── INPUT FOR THIS TASK ──

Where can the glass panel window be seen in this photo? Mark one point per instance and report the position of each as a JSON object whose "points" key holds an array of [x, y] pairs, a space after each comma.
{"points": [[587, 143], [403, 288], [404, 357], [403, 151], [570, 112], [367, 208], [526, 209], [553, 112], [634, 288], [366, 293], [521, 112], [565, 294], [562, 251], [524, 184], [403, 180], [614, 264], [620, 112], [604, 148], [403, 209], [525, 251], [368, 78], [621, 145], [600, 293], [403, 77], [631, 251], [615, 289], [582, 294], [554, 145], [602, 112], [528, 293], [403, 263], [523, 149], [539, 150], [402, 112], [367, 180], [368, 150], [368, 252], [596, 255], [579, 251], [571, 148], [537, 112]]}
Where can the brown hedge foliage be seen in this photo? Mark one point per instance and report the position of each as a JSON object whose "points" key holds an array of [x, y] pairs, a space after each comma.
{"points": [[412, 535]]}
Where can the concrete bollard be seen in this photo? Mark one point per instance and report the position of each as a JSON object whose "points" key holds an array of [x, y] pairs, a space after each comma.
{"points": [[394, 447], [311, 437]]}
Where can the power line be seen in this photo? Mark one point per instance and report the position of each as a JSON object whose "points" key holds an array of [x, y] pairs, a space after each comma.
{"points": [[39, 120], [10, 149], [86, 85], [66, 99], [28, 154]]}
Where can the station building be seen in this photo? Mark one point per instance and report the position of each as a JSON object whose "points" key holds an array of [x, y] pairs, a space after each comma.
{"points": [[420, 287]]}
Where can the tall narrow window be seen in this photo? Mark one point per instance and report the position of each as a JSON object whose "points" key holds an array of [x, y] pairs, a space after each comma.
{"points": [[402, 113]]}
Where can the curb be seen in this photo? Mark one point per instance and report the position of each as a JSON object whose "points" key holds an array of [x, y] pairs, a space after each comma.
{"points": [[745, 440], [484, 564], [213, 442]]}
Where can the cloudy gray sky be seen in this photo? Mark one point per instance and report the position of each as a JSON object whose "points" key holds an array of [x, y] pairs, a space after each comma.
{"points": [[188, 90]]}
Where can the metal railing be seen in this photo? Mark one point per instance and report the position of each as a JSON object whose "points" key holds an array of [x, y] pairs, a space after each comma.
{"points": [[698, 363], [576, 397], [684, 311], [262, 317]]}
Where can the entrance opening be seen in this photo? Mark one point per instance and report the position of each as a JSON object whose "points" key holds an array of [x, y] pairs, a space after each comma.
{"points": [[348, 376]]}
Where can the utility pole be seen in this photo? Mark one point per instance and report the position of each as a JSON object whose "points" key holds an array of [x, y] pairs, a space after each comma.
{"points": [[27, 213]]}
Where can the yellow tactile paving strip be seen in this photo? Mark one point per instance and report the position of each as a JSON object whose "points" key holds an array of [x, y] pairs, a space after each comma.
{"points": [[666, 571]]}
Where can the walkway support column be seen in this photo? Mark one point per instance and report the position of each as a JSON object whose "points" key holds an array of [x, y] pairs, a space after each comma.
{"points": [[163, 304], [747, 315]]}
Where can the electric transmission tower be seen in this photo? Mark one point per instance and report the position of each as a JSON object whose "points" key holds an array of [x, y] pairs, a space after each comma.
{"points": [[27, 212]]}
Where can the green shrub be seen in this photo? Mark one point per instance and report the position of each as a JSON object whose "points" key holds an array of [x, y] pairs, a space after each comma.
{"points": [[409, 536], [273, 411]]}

───

## [YOUR INSTRUCTIONS]
Rewrite everything from the line containing "Where can the metal" down to the end of the material, leaving the wording as it stands but multiplying every x and y coordinate in the point lists by 0.35. Round each result to a whole number, with halves going up.

## [WRITTEN ANSWER]
Where can the metal railing be seen in this photo? Mark one point per instance and report the position of each as a JSON object whose "points" key holds an array of [x, y] pairs, a space after each comma.
{"points": [[244, 127], [202, 139], [239, 109], [92, 111]]}
Where can the entrance opening be seen in this photo? Mark one point per instance and report the position of each as a JSON object whose "points" key holds an array of [x, y] pairs, a space after each comma.
{"points": [[122, 132]]}
Where can the utility pole be seen in this photo? Mark one point per instance and report the position of each as a JSON object whose "points" key holds an array of [x, y] pairs, a space after each comma.
{"points": [[9, 75]]}
Where can the yellow tactile paving strip be seen in this photo? Mark one point per instance and report the position of each as a JSON object whose "points" key holds an array of [x, y] pairs, a space after each comma.
{"points": [[233, 200]]}
Where can the walkway support column be seen in this photo? Mark one point per instance and report the position of each as a JSON object whose "points" key holds an array of [x, y] pairs, a space after each comma.
{"points": [[57, 106], [261, 110]]}
Where can the electric transmission tower be seen in this photo? Mark one point per instance and report the position of each as a JSON object whose "points" key holds an array of [x, y] pairs, a space after each comma.
{"points": [[9, 74]]}
Where can the green shrub be seen in this photo? Mark one point per instance and report the position of each as a JSON object whose "points" key holds an array of [x, y] pairs, a space after each comma.
{"points": [[143, 188], [96, 144]]}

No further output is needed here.